((

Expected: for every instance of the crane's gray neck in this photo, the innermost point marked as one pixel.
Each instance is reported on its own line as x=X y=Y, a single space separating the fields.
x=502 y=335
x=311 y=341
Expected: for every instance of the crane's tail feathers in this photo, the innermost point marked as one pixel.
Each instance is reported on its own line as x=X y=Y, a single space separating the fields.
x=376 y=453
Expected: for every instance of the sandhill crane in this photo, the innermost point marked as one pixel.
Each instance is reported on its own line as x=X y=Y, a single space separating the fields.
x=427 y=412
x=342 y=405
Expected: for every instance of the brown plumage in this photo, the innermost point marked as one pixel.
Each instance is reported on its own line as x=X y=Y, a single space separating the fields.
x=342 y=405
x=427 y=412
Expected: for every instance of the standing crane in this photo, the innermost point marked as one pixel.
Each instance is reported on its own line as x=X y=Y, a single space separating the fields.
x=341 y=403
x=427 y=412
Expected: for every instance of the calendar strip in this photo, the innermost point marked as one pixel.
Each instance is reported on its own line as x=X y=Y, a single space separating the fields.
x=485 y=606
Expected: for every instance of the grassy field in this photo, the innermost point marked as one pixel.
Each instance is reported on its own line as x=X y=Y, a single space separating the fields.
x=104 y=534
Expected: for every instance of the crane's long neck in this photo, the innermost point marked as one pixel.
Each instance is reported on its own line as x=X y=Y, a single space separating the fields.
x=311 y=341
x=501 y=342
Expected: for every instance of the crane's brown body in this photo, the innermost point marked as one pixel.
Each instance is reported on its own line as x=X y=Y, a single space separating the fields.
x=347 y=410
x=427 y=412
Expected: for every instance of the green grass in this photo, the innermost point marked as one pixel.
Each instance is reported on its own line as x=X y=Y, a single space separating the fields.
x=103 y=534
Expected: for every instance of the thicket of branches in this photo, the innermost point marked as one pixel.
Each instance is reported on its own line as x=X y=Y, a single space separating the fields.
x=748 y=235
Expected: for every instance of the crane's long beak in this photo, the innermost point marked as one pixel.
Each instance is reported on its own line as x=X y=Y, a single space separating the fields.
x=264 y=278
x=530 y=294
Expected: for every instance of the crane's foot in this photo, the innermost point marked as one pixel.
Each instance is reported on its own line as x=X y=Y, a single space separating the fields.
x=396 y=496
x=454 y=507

))

▶ _Prompt_: Copy out, word for word, everything from the line containing "Expected: for every instance of the crane's long neck" down through the end of the items above.

▶ _Written response_:
Expected: for every instance of the crane's long neck in this photo, the innermost point marked as one pixel.
Each instance is reported on its own line as x=X y=Y, a single space separating the fields.
x=311 y=341
x=501 y=342
Expected: for every instance of the crane's brown body in this photo, the innermost point marked as one pixel.
Each instance is reported on its own line as x=X y=Y, a single space separating the fields.
x=347 y=410
x=427 y=412
Expected: for every instance of the green grass in this photo, the innermost point marked as one pixel.
Each instance is reported on its own line as x=X y=Y, a single space separating the fields.
x=103 y=534
Expected: for every instance of the thicket of branches in this photo, the innermost point marked as one pixel.
Each instance is reported on its own line as x=X y=Y, a single space separating the fields.
x=748 y=235
Expected: for every instance of the crane's long beak in this photo, the innermost point marked as one pixel.
Each instance is reported on its own line as x=X y=Y, a single space separating the fields.
x=264 y=278
x=530 y=294
Expected: for every instance of the crane's foot in this photo, the innermost point marked as one pixel.
Each instance is reported on its own line as x=X y=Y, a single space separating the fields.
x=396 y=496
x=454 y=507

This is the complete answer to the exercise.